# [Список заданий]
**A.** Выпишите из отрывка записок о Пушкине все географические названия.
**B.** Ответьте по отрывку записок о Пушкине на следующие вопросы:
(i) Что, по словам Великого Князя, скоро пришлёт принц Оскар m-lle Мальвине?
(ii) Из какого произведения Пушкин прочёл две сцены?
(iii) Кто, по словам автора, пишет биографию Моцарта?
**C.** Продолжите отрывок записок о Пушкине, начав сразу после его последнего предложения.

# [Выбранный отрывок]
_____

Неизвестный Пушкин. Записки 1825-1845 гг. - [20]
Великий Князь получил письмо из Стокгольма и сказал мне: «Принц Оскар[96] спрашивает меня о Южной Ласточке. Думает ли она когда-нибудь о нем? Он скоро пришлет вам ноты, m-lle Мальвина».
Жуковский передал нам скандинавские легенды, которые он узнал от принца Оскара; принц занимается поэзией не меньше, чем музыкой. Великий Князь сказал про него: «Он нисколько не похож на отца! Бернадотт не только хороший воин, но и тонкий дипломат».
Пушкин прочел мне две сцены из «Моцарта и Сальери». Идея прекрасна, он составил план драмы. Одоевский представил мне у Карамзиных Улыбышева, он пишет биографию Моцарта. Глинка говорил мне о молодом композиторе, у которого он находил более таланта, чем у Верстовского; его фамилия Даргомыжский. Глинка говорит, что ему надо бы поехать учиться в Вену, где есть знаменитый контрапунктист, из прежних, друг Вебера[97]. Даргомыжский собрал песни; я посоветовала ему попросить Гоголя выписать для него «Думы». Надо бы их собрать; кобзари поют лучше, чем русские мужики. В Малороссии голоса красивее; в певческой капелле много хохлов, особенно хороши басы.

_____

# [Сохранённые записи]
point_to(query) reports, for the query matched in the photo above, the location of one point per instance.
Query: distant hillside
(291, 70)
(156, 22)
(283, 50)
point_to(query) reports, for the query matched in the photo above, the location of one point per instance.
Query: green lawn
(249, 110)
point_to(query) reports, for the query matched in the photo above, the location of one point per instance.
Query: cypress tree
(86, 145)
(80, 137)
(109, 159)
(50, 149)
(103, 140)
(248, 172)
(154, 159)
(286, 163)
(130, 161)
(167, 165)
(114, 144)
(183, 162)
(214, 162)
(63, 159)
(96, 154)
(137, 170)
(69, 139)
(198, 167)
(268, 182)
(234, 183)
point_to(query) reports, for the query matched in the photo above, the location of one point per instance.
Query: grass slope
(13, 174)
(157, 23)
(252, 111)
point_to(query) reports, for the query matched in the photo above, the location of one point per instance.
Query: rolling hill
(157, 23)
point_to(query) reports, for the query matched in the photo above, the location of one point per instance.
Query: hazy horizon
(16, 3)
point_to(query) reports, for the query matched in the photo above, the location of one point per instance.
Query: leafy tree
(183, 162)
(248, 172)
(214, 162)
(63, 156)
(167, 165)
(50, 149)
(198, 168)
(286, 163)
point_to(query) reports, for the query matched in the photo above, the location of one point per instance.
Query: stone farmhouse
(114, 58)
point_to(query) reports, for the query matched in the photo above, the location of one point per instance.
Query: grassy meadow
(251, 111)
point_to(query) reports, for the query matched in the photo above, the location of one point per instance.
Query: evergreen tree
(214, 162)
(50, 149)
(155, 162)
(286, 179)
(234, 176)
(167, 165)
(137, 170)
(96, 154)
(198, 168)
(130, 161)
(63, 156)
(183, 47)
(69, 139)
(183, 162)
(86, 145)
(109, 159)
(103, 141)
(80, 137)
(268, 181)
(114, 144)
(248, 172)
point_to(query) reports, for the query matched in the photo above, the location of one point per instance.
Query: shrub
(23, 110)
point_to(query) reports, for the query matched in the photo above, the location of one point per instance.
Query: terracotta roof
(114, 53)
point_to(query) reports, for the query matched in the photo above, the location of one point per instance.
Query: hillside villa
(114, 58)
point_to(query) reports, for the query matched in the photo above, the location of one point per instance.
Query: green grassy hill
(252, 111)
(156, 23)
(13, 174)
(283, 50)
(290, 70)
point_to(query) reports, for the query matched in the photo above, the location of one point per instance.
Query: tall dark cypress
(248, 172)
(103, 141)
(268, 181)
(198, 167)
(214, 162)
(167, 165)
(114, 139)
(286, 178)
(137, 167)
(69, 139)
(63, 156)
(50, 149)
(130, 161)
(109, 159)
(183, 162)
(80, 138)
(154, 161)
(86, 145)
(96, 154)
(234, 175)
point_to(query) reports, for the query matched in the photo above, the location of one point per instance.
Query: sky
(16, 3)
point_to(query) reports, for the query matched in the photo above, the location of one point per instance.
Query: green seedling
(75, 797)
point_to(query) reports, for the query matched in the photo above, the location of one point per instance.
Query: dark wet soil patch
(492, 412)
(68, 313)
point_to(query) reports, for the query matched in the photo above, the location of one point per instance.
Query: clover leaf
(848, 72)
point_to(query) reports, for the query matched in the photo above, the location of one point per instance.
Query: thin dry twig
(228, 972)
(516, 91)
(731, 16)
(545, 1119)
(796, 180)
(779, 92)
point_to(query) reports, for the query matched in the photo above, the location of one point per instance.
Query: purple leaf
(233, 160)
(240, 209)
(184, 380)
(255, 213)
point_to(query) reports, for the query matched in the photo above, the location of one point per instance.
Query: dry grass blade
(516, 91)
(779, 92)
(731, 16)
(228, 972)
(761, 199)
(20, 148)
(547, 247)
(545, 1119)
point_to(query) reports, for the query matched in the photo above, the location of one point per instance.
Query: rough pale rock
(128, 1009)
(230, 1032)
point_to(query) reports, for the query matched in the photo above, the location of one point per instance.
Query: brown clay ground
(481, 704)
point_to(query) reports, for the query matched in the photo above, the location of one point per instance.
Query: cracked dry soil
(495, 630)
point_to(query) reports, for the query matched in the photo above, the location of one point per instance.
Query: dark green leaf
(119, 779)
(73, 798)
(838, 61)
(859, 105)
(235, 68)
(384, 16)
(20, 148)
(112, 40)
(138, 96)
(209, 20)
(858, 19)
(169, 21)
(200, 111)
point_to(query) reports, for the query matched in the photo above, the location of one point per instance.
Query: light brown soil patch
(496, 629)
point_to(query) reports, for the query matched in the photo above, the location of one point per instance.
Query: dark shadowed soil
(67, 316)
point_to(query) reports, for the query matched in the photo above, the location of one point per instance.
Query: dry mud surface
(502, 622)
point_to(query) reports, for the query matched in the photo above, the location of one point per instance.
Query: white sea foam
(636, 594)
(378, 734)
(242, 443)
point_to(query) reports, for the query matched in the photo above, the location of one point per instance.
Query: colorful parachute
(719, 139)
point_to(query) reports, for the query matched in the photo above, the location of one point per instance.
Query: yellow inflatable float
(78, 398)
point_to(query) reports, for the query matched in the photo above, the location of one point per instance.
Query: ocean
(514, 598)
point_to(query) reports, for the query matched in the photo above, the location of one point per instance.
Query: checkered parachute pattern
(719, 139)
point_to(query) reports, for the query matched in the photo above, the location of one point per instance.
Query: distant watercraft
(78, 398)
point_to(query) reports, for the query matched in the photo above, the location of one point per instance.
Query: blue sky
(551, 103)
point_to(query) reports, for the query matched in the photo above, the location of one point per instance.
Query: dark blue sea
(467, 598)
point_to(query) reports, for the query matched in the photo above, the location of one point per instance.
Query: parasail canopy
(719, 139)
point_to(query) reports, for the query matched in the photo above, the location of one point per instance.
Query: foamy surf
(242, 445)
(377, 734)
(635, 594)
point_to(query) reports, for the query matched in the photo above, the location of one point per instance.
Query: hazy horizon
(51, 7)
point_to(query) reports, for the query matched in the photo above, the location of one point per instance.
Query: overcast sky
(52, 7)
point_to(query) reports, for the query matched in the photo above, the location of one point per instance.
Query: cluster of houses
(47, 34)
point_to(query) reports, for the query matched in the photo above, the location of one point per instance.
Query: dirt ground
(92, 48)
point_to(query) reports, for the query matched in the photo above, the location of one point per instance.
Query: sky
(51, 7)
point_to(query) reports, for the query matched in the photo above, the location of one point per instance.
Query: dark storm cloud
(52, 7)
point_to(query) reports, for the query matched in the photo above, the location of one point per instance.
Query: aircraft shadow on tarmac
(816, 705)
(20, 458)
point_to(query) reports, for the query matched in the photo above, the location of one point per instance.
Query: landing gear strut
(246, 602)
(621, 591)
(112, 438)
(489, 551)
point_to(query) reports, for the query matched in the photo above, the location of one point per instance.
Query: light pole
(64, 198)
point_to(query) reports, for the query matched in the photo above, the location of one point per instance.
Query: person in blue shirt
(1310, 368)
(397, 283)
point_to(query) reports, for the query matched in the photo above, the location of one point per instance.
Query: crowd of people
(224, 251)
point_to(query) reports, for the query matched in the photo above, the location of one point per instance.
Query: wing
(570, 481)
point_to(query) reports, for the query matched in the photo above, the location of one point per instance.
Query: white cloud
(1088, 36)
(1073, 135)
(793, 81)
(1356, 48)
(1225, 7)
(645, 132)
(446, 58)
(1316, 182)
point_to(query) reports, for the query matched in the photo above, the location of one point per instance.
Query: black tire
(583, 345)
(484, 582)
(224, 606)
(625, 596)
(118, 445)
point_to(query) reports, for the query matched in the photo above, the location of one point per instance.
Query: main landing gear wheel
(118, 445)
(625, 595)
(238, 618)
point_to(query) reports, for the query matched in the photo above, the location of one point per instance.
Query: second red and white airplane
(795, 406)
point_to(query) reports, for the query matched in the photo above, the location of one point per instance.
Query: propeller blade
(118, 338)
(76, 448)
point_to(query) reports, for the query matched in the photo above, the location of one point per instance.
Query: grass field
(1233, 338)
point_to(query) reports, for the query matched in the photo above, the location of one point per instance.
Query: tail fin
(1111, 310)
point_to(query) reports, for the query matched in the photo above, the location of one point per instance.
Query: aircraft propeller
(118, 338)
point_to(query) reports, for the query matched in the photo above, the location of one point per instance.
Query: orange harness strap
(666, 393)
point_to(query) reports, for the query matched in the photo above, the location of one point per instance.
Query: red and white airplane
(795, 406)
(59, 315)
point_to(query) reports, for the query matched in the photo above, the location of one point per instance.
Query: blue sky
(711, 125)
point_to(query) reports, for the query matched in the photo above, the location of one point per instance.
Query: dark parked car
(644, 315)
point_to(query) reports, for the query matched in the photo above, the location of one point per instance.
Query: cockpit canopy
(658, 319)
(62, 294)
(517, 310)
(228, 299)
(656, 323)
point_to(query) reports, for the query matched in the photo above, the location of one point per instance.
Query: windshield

_____

# [Ответы]
**A.** Стокгольм, Вена, Малороссия.

**B.**
(i) Ноты.
(ii) Из «Моцарта и Сальери».
(iii) Улыбышев.

**C.**
Гумбольдт бывает каждый вечер у Ее Величества. Жуковский очень доволен. Пушкин в восторге; он полагает, что Гумбольдт так умен, что наводит страх на Профессора, которого Сверчок недолюбливает[98]. Я нахожу Гумбольдта очень болтливым, иногда утомительным[99]. Его брат менее знаменит, но беседует лучше. Недавно говорили о Рашели Варнгаген[100], от которой был без ума Гейне. Она относилась к нему как к гениальному ребенку.
Жуковский много раз видел Брентано. Он находит Беттину очень аффектированной, но Рашели Варнгаген он придает большое значение.
Гёте позволяет Беттине обожать себя; это его занимает. Жуковский говорит, что он не эгоист, не равнодушный, а просто не любит сентиментальностей. Он уважал Карамзина и серьезно интересовался нашими писателями.
Пушкин читал нам «Онегина». Много смеялись над описанием вечеров, оно забавно; но всего нельзя будет напечатать. Он отлично изобразил Императрицу, «крылатую лилию Лалла-Рук», это совершенно обрисовывает ее.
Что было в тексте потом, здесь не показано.